Your instructions:
Rewrite the listing below, replacing every "small twig" with "thin branch" and leaving everything else unchanged. Leave the pictures out.
#### Material for this task
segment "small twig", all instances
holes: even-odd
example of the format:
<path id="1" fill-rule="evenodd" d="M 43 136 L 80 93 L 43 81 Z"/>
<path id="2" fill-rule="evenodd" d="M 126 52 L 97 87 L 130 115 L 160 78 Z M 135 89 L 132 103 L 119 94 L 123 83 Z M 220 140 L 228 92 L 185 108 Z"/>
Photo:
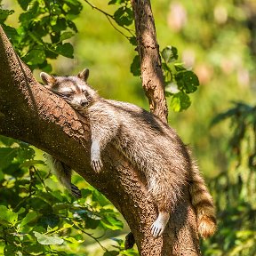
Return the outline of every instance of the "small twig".
<path id="1" fill-rule="evenodd" d="M 129 36 L 127 36 L 126 35 L 124 35 L 120 29 L 118 29 L 112 22 L 112 20 L 114 20 L 116 23 L 116 20 L 115 20 L 115 17 L 114 15 L 111 15 L 108 12 L 106 12 L 105 11 L 100 9 L 99 7 L 93 5 L 92 4 L 91 4 L 88 0 L 84 0 L 84 2 L 89 4 L 92 9 L 95 9 L 97 10 L 98 12 L 103 13 L 106 18 L 108 19 L 108 20 L 109 21 L 110 25 L 114 28 L 114 29 L 116 29 L 116 31 L 118 31 L 122 36 L 124 36 L 126 39 L 130 39 Z M 119 25 L 120 26 L 120 25 Z M 129 29 L 128 28 L 124 27 L 124 26 L 120 26 L 121 28 L 123 28 L 124 29 L 125 29 L 129 34 L 131 34 L 132 36 L 135 36 L 134 34 L 132 33 L 132 29 Z"/>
########
Right answer:
segment "thin branch", all instances
holes: even-odd
example of the format:
<path id="1" fill-rule="evenodd" d="M 43 136 L 80 93 L 43 81 Z"/>
<path id="2" fill-rule="evenodd" d="M 126 52 L 97 87 L 130 115 L 160 78 Z M 135 89 L 132 103 L 119 94 L 123 83 Z M 220 140 L 228 92 L 185 108 Z"/>
Photo:
Return the outline of every instance of the "thin branch".
<path id="1" fill-rule="evenodd" d="M 129 36 L 127 36 L 126 35 L 124 35 L 120 29 L 118 29 L 112 22 L 112 20 L 114 20 L 116 23 L 116 20 L 115 20 L 115 17 L 114 15 L 111 15 L 108 12 L 106 12 L 105 11 L 100 9 L 99 7 L 93 5 L 92 4 L 91 4 L 88 0 L 84 0 L 84 2 L 89 4 L 92 9 L 95 9 L 97 10 L 98 12 L 103 13 L 106 18 L 108 19 L 108 20 L 109 21 L 110 25 L 114 28 L 114 29 L 116 29 L 116 31 L 118 31 L 122 36 L 124 36 L 126 39 L 130 39 Z M 119 25 L 120 26 L 120 25 Z M 129 29 L 128 28 L 124 27 L 124 26 L 120 26 L 121 28 L 123 28 L 124 29 L 125 29 L 129 34 L 131 34 L 132 36 L 135 36 L 134 34 L 132 33 L 132 29 Z"/>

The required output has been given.